Pick out every line below that contains the string "gravel", and copy each one as it appears. Case counts.

%%

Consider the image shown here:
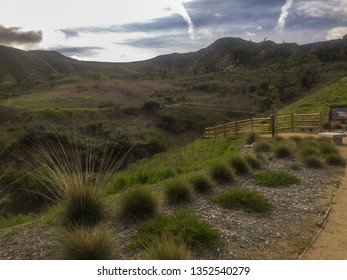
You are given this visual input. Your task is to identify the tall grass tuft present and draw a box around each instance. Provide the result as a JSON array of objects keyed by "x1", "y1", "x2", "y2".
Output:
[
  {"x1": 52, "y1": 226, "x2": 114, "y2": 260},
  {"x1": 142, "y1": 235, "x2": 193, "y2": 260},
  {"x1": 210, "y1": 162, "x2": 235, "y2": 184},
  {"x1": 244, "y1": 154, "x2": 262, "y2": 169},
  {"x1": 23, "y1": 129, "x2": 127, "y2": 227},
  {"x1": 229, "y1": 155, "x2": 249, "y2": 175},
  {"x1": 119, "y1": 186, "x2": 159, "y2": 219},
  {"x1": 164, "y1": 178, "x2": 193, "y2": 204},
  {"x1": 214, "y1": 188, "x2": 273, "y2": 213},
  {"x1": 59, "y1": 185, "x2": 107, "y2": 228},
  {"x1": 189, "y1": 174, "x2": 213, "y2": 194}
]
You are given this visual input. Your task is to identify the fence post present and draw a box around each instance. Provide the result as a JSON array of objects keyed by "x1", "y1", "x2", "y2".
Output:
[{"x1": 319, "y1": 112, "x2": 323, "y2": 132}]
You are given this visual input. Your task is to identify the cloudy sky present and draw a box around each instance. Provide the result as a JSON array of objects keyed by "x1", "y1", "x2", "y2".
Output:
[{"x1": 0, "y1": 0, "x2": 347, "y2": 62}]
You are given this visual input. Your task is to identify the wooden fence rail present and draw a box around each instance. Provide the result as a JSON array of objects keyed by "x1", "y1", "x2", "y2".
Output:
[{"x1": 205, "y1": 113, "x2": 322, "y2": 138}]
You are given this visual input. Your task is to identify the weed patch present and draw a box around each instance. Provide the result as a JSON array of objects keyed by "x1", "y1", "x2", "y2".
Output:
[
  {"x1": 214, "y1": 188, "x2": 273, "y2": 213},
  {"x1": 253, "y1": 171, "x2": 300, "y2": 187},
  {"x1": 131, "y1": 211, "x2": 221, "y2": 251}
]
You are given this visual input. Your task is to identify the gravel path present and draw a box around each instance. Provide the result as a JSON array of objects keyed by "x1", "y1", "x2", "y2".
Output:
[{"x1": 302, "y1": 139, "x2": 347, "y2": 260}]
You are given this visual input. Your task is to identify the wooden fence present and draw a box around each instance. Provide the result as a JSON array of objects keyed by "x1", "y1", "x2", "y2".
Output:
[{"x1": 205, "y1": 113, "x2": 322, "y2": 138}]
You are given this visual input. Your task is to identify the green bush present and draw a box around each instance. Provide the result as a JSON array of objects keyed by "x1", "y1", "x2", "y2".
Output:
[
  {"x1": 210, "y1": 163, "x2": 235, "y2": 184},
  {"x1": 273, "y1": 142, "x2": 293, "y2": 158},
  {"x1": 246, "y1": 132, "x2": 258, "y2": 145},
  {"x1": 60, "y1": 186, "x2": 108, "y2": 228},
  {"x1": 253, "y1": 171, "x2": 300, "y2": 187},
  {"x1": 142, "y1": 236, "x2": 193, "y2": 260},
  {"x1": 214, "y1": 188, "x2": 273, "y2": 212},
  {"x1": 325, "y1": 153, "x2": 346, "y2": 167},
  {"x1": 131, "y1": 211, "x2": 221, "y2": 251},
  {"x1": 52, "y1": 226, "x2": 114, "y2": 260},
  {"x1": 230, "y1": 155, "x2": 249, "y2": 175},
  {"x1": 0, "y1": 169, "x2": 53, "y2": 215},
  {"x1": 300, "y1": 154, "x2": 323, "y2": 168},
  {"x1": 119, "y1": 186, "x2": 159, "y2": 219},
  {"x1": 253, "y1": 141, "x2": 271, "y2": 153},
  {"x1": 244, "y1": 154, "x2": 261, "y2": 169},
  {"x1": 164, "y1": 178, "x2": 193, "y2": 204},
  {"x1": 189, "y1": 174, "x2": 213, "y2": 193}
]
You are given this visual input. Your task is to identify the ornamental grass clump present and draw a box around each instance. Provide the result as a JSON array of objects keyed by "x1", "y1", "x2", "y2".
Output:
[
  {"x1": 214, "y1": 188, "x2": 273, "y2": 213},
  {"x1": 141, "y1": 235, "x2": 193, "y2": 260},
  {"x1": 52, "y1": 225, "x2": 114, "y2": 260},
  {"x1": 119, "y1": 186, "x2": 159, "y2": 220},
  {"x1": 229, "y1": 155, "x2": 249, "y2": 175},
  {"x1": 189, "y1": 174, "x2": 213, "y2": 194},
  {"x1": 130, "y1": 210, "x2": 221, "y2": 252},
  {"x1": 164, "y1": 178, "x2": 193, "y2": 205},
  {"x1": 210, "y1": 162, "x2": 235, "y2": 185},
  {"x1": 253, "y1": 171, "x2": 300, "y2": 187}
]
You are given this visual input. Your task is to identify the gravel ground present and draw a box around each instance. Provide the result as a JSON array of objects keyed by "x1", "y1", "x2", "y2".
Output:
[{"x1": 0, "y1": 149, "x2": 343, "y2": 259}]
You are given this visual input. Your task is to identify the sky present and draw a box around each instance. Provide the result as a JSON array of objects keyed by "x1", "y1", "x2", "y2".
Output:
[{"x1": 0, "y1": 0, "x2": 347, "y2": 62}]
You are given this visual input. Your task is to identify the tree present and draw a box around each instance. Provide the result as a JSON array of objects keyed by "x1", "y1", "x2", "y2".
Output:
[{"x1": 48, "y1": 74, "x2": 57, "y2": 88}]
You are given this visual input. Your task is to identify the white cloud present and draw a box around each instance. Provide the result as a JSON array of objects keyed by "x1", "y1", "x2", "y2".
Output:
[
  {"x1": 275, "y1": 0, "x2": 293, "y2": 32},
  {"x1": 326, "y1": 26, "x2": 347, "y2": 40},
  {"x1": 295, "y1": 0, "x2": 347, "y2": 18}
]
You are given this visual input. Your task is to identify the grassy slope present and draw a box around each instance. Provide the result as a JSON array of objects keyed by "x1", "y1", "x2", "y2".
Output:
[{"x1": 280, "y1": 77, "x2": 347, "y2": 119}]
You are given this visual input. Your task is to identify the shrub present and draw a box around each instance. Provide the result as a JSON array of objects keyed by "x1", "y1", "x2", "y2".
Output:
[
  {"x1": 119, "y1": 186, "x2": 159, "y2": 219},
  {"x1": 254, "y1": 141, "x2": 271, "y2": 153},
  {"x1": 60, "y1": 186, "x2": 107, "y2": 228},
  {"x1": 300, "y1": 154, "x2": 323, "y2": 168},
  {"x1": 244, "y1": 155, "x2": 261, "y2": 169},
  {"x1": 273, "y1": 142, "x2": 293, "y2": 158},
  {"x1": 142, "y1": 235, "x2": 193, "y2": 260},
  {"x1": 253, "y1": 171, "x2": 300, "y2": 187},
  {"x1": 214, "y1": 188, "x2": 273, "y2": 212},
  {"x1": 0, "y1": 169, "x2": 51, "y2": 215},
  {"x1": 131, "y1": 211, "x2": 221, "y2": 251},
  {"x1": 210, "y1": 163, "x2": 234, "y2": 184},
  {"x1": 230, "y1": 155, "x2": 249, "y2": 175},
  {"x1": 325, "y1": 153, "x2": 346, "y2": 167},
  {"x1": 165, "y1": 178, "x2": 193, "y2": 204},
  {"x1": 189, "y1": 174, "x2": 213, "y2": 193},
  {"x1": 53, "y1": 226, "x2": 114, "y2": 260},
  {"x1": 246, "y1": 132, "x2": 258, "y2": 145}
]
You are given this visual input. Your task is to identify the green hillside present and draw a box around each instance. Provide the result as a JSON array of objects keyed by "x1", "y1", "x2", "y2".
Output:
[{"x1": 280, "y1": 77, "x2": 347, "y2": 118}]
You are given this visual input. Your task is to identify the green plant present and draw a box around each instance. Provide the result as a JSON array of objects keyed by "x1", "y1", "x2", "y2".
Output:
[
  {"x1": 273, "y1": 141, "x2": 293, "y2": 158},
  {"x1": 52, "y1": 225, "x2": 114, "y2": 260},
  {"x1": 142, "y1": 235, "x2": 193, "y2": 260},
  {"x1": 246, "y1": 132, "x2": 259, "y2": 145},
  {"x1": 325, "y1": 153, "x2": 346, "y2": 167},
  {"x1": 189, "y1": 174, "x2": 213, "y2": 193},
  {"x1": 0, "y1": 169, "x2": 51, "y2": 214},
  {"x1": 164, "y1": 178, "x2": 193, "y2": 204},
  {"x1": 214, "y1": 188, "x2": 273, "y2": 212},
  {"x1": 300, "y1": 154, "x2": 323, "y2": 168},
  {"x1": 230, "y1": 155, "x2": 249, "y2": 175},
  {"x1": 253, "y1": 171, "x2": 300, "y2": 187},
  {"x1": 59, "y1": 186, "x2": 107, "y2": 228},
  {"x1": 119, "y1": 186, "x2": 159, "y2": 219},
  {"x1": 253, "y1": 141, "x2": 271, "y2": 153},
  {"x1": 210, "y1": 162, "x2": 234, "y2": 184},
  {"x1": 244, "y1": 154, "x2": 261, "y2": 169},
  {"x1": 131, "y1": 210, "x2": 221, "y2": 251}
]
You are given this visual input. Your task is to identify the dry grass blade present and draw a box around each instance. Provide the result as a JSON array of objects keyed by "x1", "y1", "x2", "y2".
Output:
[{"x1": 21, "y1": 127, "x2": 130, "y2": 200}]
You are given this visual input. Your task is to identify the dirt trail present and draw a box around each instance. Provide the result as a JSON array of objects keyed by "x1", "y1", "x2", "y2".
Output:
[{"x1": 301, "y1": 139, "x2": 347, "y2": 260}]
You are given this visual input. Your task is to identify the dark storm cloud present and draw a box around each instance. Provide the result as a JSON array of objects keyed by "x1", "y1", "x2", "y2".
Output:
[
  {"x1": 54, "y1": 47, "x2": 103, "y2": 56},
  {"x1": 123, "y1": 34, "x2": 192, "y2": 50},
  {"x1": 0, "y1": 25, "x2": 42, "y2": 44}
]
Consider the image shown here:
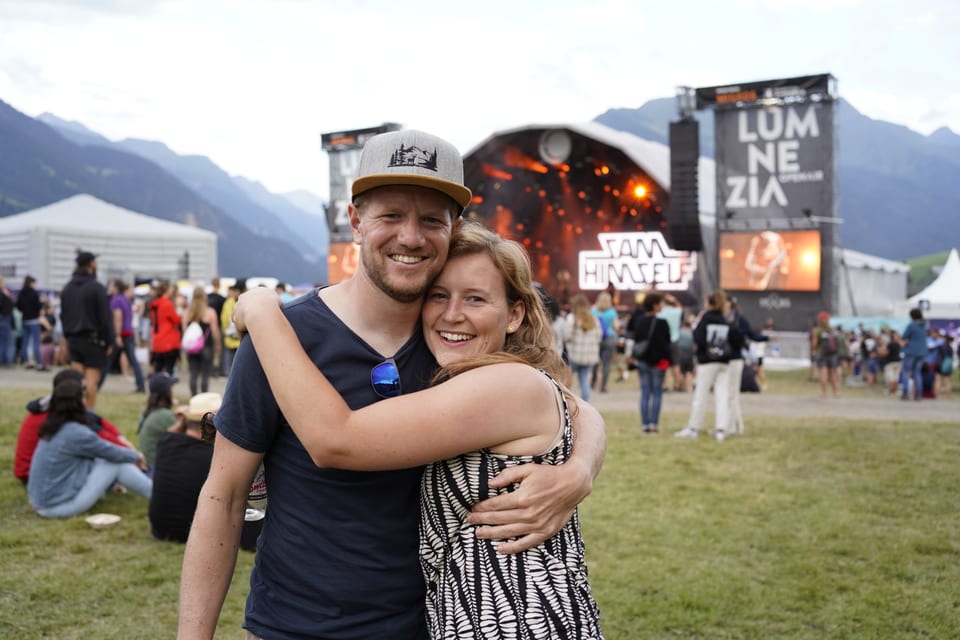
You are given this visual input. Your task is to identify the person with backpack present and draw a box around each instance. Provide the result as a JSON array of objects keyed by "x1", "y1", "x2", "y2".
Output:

%%

» **CORRECT ANSWER**
You are given this visual input. Your task is to identify the gravel path present and draw a box around each instance. Provide the result as a JSON array of objects keyed by "x1", "y1", "x2", "y2".
You are given this visual input. Your task is to identify the gravel ground present and draw a box around each instance. Provide the result as a JSON array of objects keyed by "x1", "y1", "x2", "y2".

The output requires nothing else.